■ **Written instruction**
Identify every line in the items below that contains the string "building", and copy each such line in full.

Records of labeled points

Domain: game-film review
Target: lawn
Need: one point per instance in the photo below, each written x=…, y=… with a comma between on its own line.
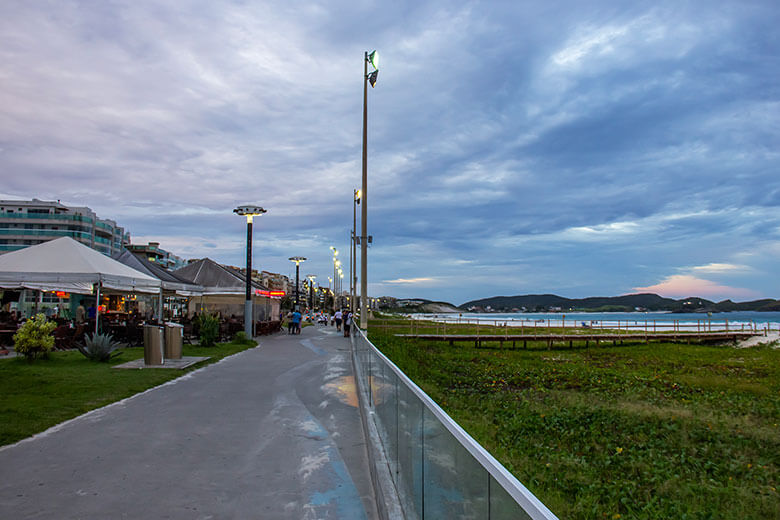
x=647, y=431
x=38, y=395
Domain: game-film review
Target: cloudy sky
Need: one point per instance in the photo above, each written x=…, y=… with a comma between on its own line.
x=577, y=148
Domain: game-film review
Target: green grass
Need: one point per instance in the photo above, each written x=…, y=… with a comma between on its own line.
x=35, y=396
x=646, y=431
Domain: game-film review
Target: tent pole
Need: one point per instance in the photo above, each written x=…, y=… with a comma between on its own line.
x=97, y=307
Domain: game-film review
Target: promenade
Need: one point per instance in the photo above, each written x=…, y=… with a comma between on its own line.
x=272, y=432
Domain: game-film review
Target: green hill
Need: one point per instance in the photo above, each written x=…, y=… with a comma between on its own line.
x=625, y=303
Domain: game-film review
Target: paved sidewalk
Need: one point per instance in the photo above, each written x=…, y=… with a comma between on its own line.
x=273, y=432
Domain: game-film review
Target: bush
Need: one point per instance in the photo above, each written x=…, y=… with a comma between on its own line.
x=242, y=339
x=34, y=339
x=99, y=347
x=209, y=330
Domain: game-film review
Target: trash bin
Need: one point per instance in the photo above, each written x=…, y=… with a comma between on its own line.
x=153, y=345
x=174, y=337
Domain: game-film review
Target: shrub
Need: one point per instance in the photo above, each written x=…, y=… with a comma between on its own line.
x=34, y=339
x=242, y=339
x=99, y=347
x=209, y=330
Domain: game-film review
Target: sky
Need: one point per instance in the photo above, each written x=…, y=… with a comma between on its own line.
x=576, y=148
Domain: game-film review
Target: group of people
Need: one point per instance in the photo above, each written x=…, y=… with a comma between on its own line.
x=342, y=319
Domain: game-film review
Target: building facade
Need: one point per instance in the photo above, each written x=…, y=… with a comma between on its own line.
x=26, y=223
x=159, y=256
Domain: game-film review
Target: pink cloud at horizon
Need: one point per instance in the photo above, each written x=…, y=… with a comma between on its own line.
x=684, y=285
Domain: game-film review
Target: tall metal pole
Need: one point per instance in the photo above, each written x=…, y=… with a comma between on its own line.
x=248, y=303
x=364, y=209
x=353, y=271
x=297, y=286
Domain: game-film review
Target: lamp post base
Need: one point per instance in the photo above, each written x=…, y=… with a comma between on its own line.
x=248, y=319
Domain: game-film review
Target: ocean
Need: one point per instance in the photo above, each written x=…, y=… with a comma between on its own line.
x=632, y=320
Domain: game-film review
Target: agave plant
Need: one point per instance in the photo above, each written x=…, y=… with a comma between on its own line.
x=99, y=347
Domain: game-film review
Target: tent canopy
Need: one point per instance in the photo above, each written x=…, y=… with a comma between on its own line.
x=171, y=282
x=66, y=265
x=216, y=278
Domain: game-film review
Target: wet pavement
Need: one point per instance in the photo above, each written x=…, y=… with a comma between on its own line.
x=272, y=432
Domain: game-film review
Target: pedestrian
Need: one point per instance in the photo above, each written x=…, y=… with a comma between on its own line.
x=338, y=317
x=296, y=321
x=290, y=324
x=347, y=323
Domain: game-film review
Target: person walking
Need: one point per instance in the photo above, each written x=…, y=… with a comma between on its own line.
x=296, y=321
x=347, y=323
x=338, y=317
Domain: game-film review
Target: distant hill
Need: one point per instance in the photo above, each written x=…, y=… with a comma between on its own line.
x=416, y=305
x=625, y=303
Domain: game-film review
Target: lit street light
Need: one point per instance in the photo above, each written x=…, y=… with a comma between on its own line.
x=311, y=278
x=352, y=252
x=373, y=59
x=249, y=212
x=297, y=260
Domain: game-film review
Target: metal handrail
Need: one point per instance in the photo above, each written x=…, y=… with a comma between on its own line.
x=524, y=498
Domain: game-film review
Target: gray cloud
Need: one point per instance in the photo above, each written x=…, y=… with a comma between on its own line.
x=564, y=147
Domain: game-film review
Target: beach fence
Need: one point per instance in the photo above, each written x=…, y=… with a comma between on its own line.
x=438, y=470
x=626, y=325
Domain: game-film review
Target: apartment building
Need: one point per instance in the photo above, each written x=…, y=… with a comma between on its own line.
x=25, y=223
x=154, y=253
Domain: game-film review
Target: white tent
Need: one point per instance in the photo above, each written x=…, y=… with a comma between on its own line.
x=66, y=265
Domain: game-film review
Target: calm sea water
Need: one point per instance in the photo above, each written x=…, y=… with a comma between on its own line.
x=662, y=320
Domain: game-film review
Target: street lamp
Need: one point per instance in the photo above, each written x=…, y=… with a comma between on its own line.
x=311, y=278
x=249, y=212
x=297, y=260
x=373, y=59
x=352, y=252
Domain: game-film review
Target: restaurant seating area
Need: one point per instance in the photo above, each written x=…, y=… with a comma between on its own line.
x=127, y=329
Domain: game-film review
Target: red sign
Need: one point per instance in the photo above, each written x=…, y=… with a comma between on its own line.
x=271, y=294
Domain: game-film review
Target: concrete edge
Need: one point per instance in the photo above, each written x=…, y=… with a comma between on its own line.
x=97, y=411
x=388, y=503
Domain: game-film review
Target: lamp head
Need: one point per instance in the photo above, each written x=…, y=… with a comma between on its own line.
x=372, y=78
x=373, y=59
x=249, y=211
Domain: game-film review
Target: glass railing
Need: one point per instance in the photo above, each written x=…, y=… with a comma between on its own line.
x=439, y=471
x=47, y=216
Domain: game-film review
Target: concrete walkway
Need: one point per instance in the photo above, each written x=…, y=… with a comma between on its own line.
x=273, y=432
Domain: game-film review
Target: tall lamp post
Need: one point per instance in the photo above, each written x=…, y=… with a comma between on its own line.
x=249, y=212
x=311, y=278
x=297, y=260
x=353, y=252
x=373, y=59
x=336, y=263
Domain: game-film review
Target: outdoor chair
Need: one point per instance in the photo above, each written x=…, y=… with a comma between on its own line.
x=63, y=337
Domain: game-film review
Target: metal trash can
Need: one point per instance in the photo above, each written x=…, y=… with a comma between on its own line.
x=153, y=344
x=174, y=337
--
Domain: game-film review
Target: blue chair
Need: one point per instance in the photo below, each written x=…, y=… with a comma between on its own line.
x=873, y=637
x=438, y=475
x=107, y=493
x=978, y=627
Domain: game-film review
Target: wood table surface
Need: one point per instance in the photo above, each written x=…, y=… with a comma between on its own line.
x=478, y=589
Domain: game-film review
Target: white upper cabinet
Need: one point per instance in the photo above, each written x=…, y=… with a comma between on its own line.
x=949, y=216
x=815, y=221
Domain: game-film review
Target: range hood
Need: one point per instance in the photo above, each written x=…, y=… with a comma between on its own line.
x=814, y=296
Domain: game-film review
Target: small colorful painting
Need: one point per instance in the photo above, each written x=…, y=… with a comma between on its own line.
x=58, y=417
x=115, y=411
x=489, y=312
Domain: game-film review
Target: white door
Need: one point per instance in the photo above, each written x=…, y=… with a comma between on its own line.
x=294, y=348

■ **Task solution**
Target: building facade
Target: apartment building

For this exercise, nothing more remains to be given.